What the task requires
If a line of the data below holds the string "path", copy it.

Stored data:

# # #

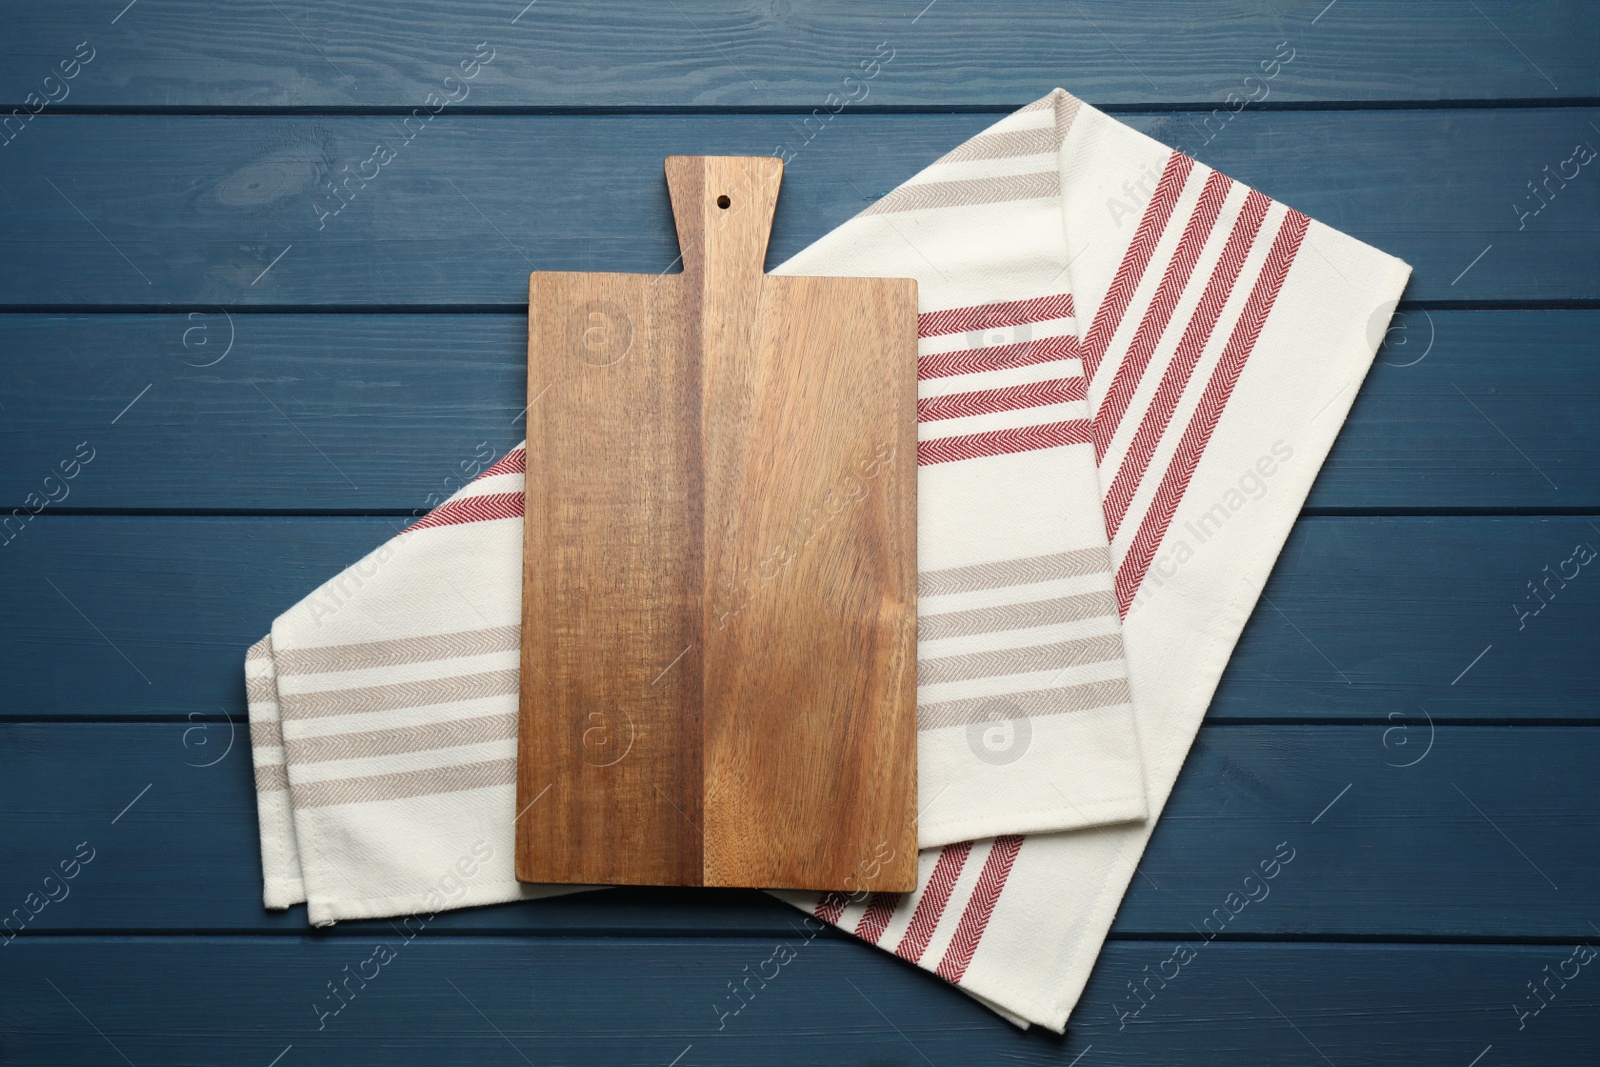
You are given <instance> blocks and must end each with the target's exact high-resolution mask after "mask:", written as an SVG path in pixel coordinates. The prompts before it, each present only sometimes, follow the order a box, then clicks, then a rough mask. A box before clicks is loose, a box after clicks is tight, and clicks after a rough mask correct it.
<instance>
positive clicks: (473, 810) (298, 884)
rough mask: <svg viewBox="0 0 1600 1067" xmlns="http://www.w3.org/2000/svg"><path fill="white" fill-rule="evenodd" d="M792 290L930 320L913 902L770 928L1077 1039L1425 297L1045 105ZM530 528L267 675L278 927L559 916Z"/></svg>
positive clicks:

# # #

Written response
You are given <instance> blocks and must end each with the target's exact high-resolution mask after "mask:", written as an SVG path in pixel coordinates. The prompts before it, each present only sometimes, follow the order a box, then clicks, then a rough mask. A box before clicks is loose, a box after clicks is tight, and clicks after a rough mask correct it.
rough mask: <svg viewBox="0 0 1600 1067" xmlns="http://www.w3.org/2000/svg"><path fill="white" fill-rule="evenodd" d="M792 290L930 320L913 902L770 928L1077 1039L1425 297L1045 105ZM530 528L267 675L278 927L559 916Z"/></svg>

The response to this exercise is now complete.